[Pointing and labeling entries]
::::
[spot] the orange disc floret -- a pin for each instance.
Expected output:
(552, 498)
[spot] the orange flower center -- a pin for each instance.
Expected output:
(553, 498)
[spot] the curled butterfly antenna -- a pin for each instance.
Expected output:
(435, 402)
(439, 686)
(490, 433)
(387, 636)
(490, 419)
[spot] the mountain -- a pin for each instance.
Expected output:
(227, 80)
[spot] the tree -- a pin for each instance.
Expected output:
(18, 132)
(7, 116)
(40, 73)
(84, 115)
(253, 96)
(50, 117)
::::
◆ **Required work**
Write out the whole listing exactly.

◆ **Solved exercise**
[spot] the orange disc floret -- a pin for each instance.
Expected output:
(552, 498)
[spot] the orange flower center -- a pin for each instance.
Expected output:
(553, 498)
[spot] the curled butterfly antenna -- a pin for each instance.
Expected output:
(435, 402)
(439, 686)
(490, 433)
(387, 636)
(490, 419)
[spot] the mountain -- a pin for each instance.
Expected output:
(227, 80)
[spot] the tree -- a pin for each instance.
Expected output:
(18, 132)
(7, 116)
(40, 73)
(84, 115)
(253, 96)
(50, 117)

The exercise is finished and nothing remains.